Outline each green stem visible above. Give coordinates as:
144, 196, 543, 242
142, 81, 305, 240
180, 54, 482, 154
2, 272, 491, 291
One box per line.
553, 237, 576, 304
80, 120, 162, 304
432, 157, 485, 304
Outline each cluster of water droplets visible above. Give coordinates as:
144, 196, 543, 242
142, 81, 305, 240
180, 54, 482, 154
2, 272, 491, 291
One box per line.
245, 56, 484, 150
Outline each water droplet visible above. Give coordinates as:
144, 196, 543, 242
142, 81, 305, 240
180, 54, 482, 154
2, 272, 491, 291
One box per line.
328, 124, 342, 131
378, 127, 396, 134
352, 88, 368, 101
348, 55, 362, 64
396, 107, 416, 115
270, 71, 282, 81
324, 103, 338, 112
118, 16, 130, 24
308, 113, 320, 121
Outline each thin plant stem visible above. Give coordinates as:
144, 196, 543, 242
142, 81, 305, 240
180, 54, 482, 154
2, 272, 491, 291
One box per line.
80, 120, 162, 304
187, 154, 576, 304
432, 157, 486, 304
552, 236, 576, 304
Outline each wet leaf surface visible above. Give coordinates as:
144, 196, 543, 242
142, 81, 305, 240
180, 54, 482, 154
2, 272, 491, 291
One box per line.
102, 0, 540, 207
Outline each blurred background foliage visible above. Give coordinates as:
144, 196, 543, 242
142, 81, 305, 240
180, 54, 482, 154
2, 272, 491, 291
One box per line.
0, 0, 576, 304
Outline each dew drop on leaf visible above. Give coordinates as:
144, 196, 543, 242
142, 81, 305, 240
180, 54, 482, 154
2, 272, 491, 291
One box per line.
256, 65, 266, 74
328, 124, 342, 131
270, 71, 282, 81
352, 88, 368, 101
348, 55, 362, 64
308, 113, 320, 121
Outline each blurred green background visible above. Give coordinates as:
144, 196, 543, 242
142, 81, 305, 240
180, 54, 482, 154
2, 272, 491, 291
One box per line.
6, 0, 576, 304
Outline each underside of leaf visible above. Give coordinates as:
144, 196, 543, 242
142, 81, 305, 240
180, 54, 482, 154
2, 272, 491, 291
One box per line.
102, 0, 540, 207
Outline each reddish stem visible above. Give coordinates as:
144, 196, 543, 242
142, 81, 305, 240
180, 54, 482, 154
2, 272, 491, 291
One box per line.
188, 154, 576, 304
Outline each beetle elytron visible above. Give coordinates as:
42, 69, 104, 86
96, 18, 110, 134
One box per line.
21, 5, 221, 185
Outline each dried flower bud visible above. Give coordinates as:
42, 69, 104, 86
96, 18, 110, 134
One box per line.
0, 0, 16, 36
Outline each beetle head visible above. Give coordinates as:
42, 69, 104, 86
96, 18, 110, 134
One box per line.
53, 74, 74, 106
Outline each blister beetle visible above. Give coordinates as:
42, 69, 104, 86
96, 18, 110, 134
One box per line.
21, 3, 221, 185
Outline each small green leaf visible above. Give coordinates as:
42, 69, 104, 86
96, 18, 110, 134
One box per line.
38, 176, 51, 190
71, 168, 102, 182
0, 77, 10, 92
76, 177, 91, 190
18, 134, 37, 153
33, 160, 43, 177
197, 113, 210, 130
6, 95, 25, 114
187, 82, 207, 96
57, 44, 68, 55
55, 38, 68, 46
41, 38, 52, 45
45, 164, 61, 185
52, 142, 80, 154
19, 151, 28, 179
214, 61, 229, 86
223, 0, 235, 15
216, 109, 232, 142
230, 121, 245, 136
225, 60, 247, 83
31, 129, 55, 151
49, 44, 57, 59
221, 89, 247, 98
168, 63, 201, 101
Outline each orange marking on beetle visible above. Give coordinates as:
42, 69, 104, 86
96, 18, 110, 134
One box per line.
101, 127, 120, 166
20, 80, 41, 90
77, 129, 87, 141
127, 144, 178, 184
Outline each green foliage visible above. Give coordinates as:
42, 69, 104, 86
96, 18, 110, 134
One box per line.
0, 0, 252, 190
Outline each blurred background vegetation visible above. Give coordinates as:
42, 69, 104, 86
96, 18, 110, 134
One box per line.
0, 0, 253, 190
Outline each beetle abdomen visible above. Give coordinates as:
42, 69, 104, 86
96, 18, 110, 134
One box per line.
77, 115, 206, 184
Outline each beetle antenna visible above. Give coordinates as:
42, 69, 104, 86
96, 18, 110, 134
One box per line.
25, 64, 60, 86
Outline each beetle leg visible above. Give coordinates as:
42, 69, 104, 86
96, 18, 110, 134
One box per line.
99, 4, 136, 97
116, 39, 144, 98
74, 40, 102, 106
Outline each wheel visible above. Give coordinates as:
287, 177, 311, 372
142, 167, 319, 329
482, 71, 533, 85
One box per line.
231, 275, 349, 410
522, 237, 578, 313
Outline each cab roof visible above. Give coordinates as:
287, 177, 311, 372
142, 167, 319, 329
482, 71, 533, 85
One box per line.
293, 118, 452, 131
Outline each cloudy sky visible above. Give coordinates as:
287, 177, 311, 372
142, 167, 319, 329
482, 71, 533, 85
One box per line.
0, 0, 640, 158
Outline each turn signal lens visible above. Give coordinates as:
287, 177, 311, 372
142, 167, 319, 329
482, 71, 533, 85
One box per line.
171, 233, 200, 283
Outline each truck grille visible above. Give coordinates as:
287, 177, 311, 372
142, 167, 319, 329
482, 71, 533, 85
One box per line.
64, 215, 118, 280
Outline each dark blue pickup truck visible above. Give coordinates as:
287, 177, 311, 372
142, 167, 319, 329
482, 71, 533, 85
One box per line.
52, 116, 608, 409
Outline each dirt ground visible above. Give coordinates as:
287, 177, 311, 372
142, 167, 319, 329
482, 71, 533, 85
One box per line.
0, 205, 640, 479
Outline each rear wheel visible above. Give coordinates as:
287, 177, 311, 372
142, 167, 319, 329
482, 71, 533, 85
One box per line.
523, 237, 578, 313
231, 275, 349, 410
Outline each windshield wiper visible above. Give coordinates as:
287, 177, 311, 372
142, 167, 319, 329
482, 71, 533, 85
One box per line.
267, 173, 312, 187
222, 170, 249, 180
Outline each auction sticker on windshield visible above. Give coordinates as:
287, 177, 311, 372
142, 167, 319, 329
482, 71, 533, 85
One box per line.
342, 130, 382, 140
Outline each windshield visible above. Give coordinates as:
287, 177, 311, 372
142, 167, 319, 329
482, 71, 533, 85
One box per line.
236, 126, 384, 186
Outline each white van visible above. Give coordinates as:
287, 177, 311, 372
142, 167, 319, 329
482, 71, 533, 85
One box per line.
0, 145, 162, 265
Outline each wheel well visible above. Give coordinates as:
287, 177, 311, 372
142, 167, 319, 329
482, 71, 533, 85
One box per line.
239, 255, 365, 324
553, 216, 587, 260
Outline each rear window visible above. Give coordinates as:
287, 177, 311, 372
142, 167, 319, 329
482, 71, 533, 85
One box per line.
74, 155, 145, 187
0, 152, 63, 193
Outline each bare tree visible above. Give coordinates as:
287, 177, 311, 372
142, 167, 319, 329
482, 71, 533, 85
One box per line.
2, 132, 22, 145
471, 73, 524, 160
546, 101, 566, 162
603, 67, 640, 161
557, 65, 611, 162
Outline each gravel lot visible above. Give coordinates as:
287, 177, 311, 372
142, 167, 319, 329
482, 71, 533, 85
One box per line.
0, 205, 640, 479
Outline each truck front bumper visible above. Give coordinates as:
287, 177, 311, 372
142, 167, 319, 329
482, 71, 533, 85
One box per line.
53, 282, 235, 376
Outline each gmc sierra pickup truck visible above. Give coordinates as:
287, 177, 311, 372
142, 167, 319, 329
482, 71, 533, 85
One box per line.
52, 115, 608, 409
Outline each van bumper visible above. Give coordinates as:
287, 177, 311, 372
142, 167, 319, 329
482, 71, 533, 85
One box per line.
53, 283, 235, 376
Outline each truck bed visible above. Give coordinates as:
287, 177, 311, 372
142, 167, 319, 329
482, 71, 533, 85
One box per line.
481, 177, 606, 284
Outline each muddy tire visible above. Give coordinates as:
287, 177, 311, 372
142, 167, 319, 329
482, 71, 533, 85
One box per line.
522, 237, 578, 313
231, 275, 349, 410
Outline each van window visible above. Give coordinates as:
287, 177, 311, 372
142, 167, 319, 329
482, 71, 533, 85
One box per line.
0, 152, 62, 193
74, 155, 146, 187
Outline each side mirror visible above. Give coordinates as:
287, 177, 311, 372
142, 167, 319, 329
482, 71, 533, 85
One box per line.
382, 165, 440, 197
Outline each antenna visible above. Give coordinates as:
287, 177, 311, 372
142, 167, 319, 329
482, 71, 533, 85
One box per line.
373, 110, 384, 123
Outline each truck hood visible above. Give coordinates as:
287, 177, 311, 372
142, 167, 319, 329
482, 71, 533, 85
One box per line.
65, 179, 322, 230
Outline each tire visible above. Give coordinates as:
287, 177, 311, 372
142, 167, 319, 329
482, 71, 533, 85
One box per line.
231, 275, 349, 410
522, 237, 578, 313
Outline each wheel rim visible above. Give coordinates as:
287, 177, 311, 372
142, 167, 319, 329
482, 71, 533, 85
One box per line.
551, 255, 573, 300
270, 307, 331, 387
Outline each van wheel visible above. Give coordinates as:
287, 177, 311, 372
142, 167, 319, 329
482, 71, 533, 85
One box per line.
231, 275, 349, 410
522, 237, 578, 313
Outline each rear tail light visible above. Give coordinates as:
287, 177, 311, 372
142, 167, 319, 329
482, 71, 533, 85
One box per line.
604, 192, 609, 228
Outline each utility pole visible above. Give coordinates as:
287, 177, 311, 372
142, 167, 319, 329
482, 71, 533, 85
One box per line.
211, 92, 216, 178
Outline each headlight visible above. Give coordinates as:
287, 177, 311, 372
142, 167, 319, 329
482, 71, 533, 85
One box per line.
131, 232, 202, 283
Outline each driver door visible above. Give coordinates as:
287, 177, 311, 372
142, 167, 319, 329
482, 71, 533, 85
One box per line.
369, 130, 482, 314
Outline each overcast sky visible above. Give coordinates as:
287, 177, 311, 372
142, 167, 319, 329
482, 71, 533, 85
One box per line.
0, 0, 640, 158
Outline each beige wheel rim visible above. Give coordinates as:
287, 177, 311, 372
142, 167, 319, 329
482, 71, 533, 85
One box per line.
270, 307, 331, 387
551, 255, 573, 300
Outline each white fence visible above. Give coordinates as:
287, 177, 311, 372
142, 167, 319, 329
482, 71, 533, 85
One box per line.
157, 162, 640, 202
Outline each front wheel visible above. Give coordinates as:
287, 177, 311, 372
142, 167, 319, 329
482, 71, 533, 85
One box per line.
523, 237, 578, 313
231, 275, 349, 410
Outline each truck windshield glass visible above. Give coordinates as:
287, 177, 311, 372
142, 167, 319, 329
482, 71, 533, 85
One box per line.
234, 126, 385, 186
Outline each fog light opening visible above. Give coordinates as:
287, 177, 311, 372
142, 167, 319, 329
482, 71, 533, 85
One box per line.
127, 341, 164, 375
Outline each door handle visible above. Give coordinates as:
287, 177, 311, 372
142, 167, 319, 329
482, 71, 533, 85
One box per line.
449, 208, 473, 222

——

Written instruction: Copy the lines above without any changes, beginning with the line that contains "Outline each cloudy" and ending with the line that contains "64, 215, 118, 280", both included.

Final answer:
Outline each cloudy sky visible above. Give coordinates as:
287, 177, 311, 372
142, 167, 319, 329
482, 71, 533, 85
One box per line.
0, 0, 640, 158
Outline each turn signal lens visible above. Give coordinates as:
287, 177, 311, 372
142, 167, 319, 329
482, 71, 533, 85
One box per line.
171, 233, 200, 283
Outline each truck grille visible above. Give coordinates as:
287, 177, 311, 372
142, 167, 319, 329
482, 71, 533, 85
One box per line.
64, 215, 118, 280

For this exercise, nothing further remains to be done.